_SET TASK:_ Give a verbatim repeat of the lines that run from the line containing "-- sample [484,154]." to the end of the data below.

───── ENTRIES SHOWN

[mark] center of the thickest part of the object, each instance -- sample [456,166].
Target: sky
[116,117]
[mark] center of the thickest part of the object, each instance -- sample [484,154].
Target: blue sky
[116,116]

──────────

_EXERCISE ANSWER:_
[mark] center of the thickest part of the object, each instance -- sample [484,154].
Target: blue sky
[116,116]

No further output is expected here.